══ EXTRACTED RECORDS

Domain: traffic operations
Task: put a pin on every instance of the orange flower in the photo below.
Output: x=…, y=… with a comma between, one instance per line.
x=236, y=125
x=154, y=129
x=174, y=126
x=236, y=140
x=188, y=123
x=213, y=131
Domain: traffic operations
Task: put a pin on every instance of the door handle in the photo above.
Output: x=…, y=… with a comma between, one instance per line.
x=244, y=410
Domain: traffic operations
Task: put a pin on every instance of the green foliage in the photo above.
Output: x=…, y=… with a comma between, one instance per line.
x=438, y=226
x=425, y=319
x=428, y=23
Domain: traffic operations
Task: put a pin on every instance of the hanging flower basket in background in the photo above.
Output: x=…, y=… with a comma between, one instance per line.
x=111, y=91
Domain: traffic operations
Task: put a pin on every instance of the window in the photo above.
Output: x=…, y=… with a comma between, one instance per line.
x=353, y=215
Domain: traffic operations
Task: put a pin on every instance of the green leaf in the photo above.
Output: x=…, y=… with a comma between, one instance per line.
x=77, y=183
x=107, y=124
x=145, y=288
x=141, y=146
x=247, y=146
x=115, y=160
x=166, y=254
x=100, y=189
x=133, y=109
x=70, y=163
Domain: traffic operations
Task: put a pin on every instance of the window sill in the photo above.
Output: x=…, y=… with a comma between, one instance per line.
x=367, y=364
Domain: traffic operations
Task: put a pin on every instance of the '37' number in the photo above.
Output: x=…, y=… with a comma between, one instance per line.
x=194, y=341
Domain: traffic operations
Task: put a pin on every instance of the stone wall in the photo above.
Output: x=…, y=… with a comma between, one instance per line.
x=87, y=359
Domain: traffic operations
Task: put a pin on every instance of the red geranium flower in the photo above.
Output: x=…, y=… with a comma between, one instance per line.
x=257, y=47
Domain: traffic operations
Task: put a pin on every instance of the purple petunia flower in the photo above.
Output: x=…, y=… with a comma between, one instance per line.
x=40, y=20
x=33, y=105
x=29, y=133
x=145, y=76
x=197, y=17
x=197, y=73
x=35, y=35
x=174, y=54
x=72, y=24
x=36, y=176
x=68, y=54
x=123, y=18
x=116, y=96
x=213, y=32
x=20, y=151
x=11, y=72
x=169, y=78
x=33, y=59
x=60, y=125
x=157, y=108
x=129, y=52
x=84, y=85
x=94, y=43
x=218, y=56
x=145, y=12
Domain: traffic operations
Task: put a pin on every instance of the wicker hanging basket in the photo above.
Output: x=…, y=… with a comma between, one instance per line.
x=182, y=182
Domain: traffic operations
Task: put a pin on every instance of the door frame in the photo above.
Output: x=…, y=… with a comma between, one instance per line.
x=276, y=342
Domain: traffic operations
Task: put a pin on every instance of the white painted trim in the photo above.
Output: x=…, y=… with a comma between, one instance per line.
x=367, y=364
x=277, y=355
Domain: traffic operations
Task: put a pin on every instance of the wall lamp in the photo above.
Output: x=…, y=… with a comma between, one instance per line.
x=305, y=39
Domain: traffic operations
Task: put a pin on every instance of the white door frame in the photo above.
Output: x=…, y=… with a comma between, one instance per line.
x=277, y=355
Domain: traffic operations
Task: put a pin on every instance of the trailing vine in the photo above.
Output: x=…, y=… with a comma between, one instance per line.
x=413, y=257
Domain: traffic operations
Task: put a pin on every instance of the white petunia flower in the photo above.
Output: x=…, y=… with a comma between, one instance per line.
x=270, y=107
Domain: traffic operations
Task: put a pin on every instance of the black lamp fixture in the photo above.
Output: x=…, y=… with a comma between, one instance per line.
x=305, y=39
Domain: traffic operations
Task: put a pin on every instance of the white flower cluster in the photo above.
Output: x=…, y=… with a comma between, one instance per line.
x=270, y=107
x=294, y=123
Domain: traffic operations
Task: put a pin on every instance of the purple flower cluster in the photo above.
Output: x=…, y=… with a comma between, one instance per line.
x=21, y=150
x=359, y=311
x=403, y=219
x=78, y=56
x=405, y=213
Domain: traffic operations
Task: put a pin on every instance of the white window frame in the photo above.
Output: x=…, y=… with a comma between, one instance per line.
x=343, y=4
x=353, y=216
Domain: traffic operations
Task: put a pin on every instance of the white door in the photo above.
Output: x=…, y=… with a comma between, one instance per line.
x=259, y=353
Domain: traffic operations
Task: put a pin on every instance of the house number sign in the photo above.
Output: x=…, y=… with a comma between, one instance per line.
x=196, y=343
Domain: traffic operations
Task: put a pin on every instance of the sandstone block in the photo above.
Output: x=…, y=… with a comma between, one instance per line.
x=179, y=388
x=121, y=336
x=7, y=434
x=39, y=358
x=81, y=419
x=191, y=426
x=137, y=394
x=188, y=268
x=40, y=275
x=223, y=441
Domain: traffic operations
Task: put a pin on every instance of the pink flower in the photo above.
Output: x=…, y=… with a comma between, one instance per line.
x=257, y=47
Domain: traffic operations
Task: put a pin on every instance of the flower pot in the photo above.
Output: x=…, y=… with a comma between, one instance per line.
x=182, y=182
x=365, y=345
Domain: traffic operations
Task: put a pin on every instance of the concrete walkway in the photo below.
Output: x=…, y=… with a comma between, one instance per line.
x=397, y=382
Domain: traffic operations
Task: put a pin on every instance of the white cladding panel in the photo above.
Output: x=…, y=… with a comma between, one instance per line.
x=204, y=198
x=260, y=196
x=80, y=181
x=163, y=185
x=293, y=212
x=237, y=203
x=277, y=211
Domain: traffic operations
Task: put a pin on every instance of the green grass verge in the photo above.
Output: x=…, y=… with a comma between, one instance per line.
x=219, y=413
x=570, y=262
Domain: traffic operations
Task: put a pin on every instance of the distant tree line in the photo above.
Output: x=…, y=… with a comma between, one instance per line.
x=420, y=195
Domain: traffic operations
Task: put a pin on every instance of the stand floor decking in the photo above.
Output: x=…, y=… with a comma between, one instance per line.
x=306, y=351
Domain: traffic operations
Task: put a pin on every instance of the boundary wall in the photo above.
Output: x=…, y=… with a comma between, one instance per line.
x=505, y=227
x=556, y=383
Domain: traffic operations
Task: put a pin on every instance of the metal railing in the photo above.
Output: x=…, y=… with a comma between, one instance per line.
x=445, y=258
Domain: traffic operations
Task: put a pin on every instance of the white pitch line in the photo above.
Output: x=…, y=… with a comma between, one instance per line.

════

The response must contain every entry, each one identical to the original.

Domain: traffic operations
Task: put a pin on every instance of the orange flower in the photo below.
Output: x=…, y=… with a comma between, one instance per line.
x=236, y=125
x=154, y=129
x=174, y=126
x=236, y=140
x=188, y=123
x=213, y=131
Domain: traffic operations
Task: put a pin on every instance of the door handle in the photo above.
Output: x=…, y=… with a comma between, one instance per line.
x=244, y=410
Domain: traffic operations
Task: put a pin on every instance of the green foliage in the photo above.
Output: x=…, y=… with a comma between, one instance per line.
x=438, y=226
x=425, y=319
x=428, y=23
Domain: traffic operations
Task: put a pin on every instance of the hanging flower basket in background in the photo above.
Output: x=…, y=… with a comma between, one instance per line.
x=111, y=91
Domain: traffic operations
Task: put a pin on every instance of the window in the photo above.
Output: x=…, y=… with a comma between, one instance per line.
x=353, y=215
Domain: traffic operations
Task: put a pin on every instance of the green leaf in the photo above.
Output: x=…, y=… with a comma between, one instance per line.
x=77, y=183
x=107, y=124
x=145, y=288
x=141, y=146
x=247, y=146
x=115, y=160
x=166, y=254
x=100, y=189
x=133, y=109
x=70, y=163
Domain: traffic operations
Task: put a pin on every instance of the window sill in the photo above.
Output: x=…, y=… with a comma between, one instance per line.
x=367, y=364
Domain: traffic operations
Task: put a pin on every instance of the '37' number in the photo above.
Output: x=…, y=… with a comma between, one instance per line.
x=194, y=341
Domain: traffic operations
Task: put a pin on every instance of the stone wall in the photo above.
Output: x=…, y=… with a comma between, one instance per line.
x=87, y=359
Domain: traffic operations
Task: put a pin on every instance of the red geranium flower in the photo above.
Output: x=…, y=… with a comma between, one instance per line.
x=257, y=47
Domain: traffic operations
Task: put a pin on every instance of the purple petunia flower in the photo above.
Output: x=…, y=… with a comma between, one instance per line.
x=40, y=20
x=33, y=105
x=29, y=133
x=145, y=76
x=197, y=17
x=197, y=73
x=35, y=35
x=174, y=54
x=72, y=24
x=36, y=176
x=68, y=54
x=123, y=18
x=116, y=96
x=213, y=32
x=20, y=151
x=11, y=72
x=169, y=78
x=33, y=59
x=60, y=125
x=157, y=108
x=129, y=52
x=84, y=85
x=94, y=43
x=218, y=56
x=145, y=12
Domain: traffic operations
Task: put a pin on every instance of the wicker hanging basket in the photo above.
Output: x=…, y=… with a comma between, one instance per line.
x=182, y=182
Domain: traffic operations
Task: put a pin on every instance of the door frame in the photo above.
Output: x=…, y=… with a comma between, one instance per line.
x=276, y=342
Domain: traffic operations
Task: put a pin on every instance of the white painted trim in the photo above.
Output: x=…, y=… with a comma between, one instance per line.
x=367, y=364
x=277, y=355
Domain: traffic operations
Task: put a pin on every instance of the wall lamp in the photo above.
Output: x=…, y=… with a comma between, one instance per line.
x=305, y=39
Domain: traffic operations
Task: put a pin on every instance of the white door frame in the photo above.
Output: x=…, y=… with a comma between, one instance per line.
x=277, y=355
Domain: traffic operations
Task: put a pin on every instance of the trailing vine in the photo above.
Output: x=…, y=… with a comma between, one instance per line.
x=413, y=257
Domain: traffic operations
Task: put a pin on every instance of the white petunia flower in the photo above.
Output: x=…, y=… with a comma between, one instance per line.
x=270, y=107
Domain: traffic operations
Task: put a pin on every instance of the black lamp fixture in the photo above.
Output: x=…, y=… with a comma between, one instance per line.
x=305, y=39
Domain: traffic operations
Task: put a pin on every instance of the white flower cluster in the photo above.
Output: x=…, y=… with a comma between, one instance per line.
x=270, y=107
x=294, y=123
Domain: traffic operations
Task: put a pin on every instance of the purple flower cluster in the photo above.
Output: x=…, y=… with a comma between, one instance per line.
x=21, y=150
x=359, y=311
x=403, y=219
x=78, y=56
x=405, y=213
Domain: traffic operations
Task: put a pin on every instance of the white window frame in the photo above.
Output: x=…, y=… with a comma between, one instance per line.
x=343, y=4
x=353, y=216
Domain: traffic operations
Task: put a pin on every instance of the white door in the photo above.
Output: x=…, y=… with a comma between, one instance per line.
x=259, y=353
Domain: traffic operations
Task: put a pin on every instance of the house number sign in the photo above.
Output: x=…, y=… with a comma between, one instance per line.
x=196, y=343
Domain: traffic operations
Task: put a pin on every instance of the sandstone block in the photo above.
Output: x=…, y=… with a comma between, one instance per line.
x=179, y=388
x=121, y=336
x=7, y=434
x=39, y=358
x=81, y=419
x=191, y=426
x=137, y=394
x=188, y=268
x=40, y=275
x=223, y=441
Domain: traffic operations
Task: put a pin on every instance of the pink flower in the photo above.
Output: x=…, y=… with a comma between, one instance per line.
x=257, y=47
Domain: traffic operations
Task: put a pin on every instance of the flower pot in the photo above.
Output: x=…, y=… with a comma between, one instance per line.
x=182, y=182
x=365, y=345
Domain: traffic operations
Task: put a pin on every instance of the concrete walkway in the photo below.
Output: x=…, y=… with a comma between, one instance per line.
x=397, y=382
Domain: traffic operations
Task: put a pin on every instance of the white cladding panel in the photo above.
Output: x=…, y=… with a comma between, one instance per line.
x=204, y=198
x=260, y=196
x=80, y=181
x=163, y=185
x=293, y=212
x=237, y=203
x=277, y=211
Domain: traffic operations
Task: put a pin on every instance of the green grass verge in the photo above.
Output: x=…, y=… with a comma between, one instance per line.
x=219, y=413
x=570, y=262
Domain: traffic operations
Task: put a pin on every instance of the distant tree line in the photo above.
Output: x=…, y=… with a comma between, one instance per line.
x=420, y=195
Domain: traffic operations
Task: put a pin on every instance of the stand floor decking in the photo above.
Output: x=…, y=… with a comma between, one instance per line.
x=306, y=351
Domain: traffic operations
Task: put a pin on every instance of the boundary wall in the photo above.
Output: x=…, y=… with a comma between, one instance per line.
x=505, y=227
x=556, y=383
Domain: traffic operations
Task: put a pin on every instance of the metal railing in the photo above.
Output: x=…, y=… with a comma between, one instance per line.
x=445, y=258
Domain: traffic operations
Task: put a pin on every instance of the white pitch line in the photo above.
Output: x=…, y=… with a comma between, one instance per line.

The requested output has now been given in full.